-- GIVEN DATA start --

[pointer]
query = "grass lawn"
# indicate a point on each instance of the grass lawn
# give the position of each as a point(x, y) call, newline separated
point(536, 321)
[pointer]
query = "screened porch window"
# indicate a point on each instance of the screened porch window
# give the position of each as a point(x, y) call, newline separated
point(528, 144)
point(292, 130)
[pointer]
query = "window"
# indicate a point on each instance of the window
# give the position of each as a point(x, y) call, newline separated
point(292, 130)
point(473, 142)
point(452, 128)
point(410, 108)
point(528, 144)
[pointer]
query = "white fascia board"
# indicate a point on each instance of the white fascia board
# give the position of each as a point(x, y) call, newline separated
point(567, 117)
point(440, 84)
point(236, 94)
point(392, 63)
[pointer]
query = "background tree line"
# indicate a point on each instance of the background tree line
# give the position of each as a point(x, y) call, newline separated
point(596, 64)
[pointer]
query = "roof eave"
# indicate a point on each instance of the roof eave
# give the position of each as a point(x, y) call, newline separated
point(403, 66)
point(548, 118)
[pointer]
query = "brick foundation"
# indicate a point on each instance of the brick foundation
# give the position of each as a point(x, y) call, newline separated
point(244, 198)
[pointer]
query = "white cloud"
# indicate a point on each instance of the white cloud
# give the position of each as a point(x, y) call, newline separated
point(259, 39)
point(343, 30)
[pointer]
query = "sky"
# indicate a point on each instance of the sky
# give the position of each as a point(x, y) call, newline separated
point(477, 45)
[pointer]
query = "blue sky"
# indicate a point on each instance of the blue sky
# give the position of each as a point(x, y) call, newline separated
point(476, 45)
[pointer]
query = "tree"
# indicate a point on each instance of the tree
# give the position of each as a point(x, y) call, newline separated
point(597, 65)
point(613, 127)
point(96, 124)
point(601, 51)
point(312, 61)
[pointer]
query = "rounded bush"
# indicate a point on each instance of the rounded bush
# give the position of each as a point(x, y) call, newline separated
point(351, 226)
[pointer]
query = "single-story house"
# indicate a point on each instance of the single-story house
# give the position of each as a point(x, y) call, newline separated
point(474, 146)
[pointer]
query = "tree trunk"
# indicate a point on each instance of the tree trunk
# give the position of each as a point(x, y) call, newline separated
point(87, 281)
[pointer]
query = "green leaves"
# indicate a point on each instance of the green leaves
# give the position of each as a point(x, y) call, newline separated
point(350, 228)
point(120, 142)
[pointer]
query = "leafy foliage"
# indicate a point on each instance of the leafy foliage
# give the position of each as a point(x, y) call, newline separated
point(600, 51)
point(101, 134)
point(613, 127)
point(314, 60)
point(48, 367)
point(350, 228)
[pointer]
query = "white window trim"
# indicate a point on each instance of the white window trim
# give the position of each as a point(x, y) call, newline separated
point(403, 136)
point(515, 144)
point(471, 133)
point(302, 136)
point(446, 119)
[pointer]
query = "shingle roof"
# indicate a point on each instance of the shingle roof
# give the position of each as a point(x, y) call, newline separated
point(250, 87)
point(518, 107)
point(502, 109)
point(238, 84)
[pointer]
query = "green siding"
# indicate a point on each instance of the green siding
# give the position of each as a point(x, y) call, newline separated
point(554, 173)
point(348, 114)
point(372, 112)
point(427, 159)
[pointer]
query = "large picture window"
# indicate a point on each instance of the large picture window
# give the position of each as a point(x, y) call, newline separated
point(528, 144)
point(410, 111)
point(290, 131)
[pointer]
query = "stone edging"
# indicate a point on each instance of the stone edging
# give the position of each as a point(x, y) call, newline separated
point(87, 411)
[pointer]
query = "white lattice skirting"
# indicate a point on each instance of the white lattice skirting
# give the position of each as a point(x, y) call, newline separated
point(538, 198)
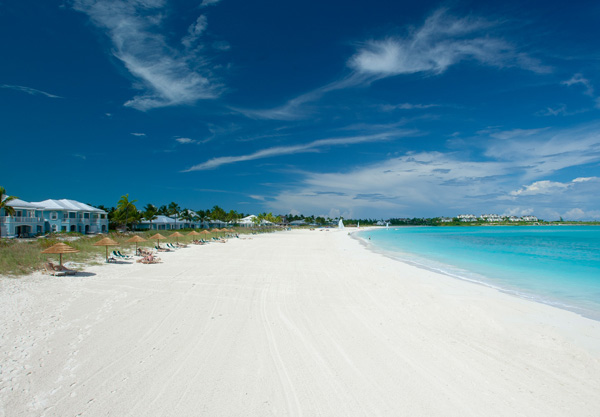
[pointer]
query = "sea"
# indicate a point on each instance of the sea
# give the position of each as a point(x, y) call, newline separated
point(556, 265)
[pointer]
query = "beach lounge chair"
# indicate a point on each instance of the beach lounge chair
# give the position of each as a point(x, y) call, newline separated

-- GIVEN DATA end --

> _THE TASK_:
Each line of the data is to be duplicated exactly; pictures stay out of the copy.

> _RESPONSE FOR THIS EXERCISE_:
[pointer]
query = "grass lawn"
# indicate a point on each instance of the grass lawn
# give the position of each as a point(x, y) call, newline separated
point(536, 321)
[pointer]
query = "screened porch window"
# indicate a point on each instance of the screened porch window
# give the position of each as a point(x, y) call, newline separated
point(528, 144)
point(292, 130)
[pointer]
query = "window"
# indicate a point on each instance of the window
# give the position of each as a point(x, y) call, newline separated
point(292, 130)
point(473, 142)
point(452, 128)
point(410, 108)
point(528, 144)
[pointer]
query = "white fascia board"
# indicate a point on each instance of the white fascia board
# give the position of each as a point(x, y) call, newline separated
point(567, 117)
point(440, 84)
point(236, 94)
point(392, 63)
[pointer]
query = "background tree line"
# indicate a point on each instance of the background tree line
# give the position of each as a point(x, y) call, newline separated
point(596, 64)
[pointer]
query = "roof eave"
# indicate a point on each instance of the roof eave
# give the position of each as a point(x, y) call, newline separated
point(403, 66)
point(548, 118)
[pointer]
query = "brick foundation"
# indicate a point on each instance of the brick foundation
# give the position of each as a point(x, y) call, newline separated
point(244, 198)
[pointer]
query = "white cloud"
# indicate a point on each instance of the white cloud
# give the position of each as a point(x, y) call, newline separated
point(259, 39)
point(343, 30)
[pointer]
query = "sky"
# indicate a point on each instance of the sky
# give the position of each as a point(x, y) call, newline separated
point(477, 45)
[pointer]
query = "blue sky"
# indicate a point on each instance of the blue sky
# give the position of each as a point(x, y) call, newline separated
point(476, 45)
[pointer]
query = "tree"
# indicate a point on each instance of the tree
# give the position of each as a point(x, y) call, newline separated
point(597, 65)
point(613, 127)
point(96, 124)
point(601, 51)
point(312, 61)
[pointer]
query = "rounded bush"
# indicate a point on each instance of the rounded bush
# give the position of each as a point(x, y) call, newline separated
point(351, 226)
[pointer]
query = "single-story house"
# indicate a point on each instance of the single-story house
# give the position of each as a point(x, y) call, newline separated
point(474, 146)
[pointer]
query = "tree trunk"
# indicate a point on each instance of the tree trunk
# give the position of each as a point(x, y) call, newline separated
point(87, 281)
[pointer]
query = "green leaves"
# indicate a point on each instance of the green leaves
# give the position of each as a point(x, y) call, newline separated
point(350, 228)
point(120, 142)
[pointer]
query = "leafy foliage"
# indicate a point on each instance of the leafy foliage
# give the position of each as a point(x, y) call, newline separated
point(600, 51)
point(101, 134)
point(613, 127)
point(314, 60)
point(48, 367)
point(350, 228)
[pointer]
query = "white window trim"
# indicate a point on each instance of the white window trim
# give the position of each as a point(x, y) call, newline separated
point(403, 136)
point(515, 144)
point(471, 133)
point(302, 136)
point(446, 119)
[pointer]
query = "shingle roof"
# indicate a point on each instance of the shingle roof
# give the position of each as a point(x, y) call, newline separated
point(250, 87)
point(518, 107)
point(502, 109)
point(238, 84)
[pointer]
query = "green siding"
# indicate a point on each instance of the green siding
# give the position of each as a point(x, y) call, newline separated
point(554, 173)
point(348, 114)
point(372, 112)
point(427, 159)
[pointer]
query = "large picture window"
# indicate a point on each instance of the large picture window
# give the position of each as a point(x, y) call, newline separated
point(528, 144)
point(410, 111)
point(290, 131)
[pointer]
query = "stone edging"
# indicate a point on each instance of the stone edging
# give the position of each as a point(x, y) call, newline separated
point(87, 411)
[pointer]
query = "white lattice skirting"
# indicate a point on each instance of the white lattice skirting
# give the position of each as a point(x, y) call, newline separated
point(538, 198)
[pointer]
query = "sea"
# indicate a point on each instance of the sea
# give the position of each as a point(x, y) call, newline separated
point(556, 265)
[pointer]
query = "beach lounge chair"
# indicate a point on each instance of the beach lounge chair
# give the position of each as a point(x, y) call, newline separated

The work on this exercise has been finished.